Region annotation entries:
*****

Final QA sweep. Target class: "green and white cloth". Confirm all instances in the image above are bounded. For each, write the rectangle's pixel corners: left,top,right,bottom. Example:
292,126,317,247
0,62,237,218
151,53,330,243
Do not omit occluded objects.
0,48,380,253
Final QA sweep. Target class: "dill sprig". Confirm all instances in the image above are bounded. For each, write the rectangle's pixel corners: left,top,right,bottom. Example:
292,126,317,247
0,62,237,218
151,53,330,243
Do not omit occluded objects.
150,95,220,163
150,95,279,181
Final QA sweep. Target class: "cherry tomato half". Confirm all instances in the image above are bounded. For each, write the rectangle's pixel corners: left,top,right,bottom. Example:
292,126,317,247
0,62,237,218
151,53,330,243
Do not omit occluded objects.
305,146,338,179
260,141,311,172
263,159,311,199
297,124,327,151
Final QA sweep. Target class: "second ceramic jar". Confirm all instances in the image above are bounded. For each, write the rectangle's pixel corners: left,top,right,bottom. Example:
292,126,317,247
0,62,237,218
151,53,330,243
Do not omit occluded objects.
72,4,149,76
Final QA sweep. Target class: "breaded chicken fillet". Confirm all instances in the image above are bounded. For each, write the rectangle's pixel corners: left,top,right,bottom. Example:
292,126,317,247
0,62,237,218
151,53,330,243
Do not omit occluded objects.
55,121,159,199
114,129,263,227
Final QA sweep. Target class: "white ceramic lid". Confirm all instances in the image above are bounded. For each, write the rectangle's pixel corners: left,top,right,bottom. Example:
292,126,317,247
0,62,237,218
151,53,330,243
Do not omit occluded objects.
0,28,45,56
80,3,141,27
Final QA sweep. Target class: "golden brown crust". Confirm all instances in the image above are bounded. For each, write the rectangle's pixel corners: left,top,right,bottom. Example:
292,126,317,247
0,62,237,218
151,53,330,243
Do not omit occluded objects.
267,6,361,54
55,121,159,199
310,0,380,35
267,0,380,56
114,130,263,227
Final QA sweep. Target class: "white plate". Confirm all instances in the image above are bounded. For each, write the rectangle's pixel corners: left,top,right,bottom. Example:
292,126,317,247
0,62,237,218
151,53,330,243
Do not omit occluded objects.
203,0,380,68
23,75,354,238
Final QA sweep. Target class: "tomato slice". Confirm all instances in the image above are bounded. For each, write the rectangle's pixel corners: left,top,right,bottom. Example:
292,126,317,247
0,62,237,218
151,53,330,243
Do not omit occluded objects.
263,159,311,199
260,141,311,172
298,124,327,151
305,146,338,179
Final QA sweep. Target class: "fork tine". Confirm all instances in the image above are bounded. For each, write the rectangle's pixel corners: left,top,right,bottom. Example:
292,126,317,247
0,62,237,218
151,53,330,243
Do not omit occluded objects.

*****

Task
Rewrite the material from its start through the line that contains "0,48,380,253", swapping "green and white cloth" for "striped tablecloth" and leaving everything else the same.

Solution to this task
Final QA sweep. Target class: "striped tablecloth". Confirm all instances in the image above are bounded. For each, write the rectangle's pixel corners: left,top,right,bottom. Example:
292,126,317,247
0,62,237,218
151,53,330,243
Do not omit occluded objects.
0,48,380,253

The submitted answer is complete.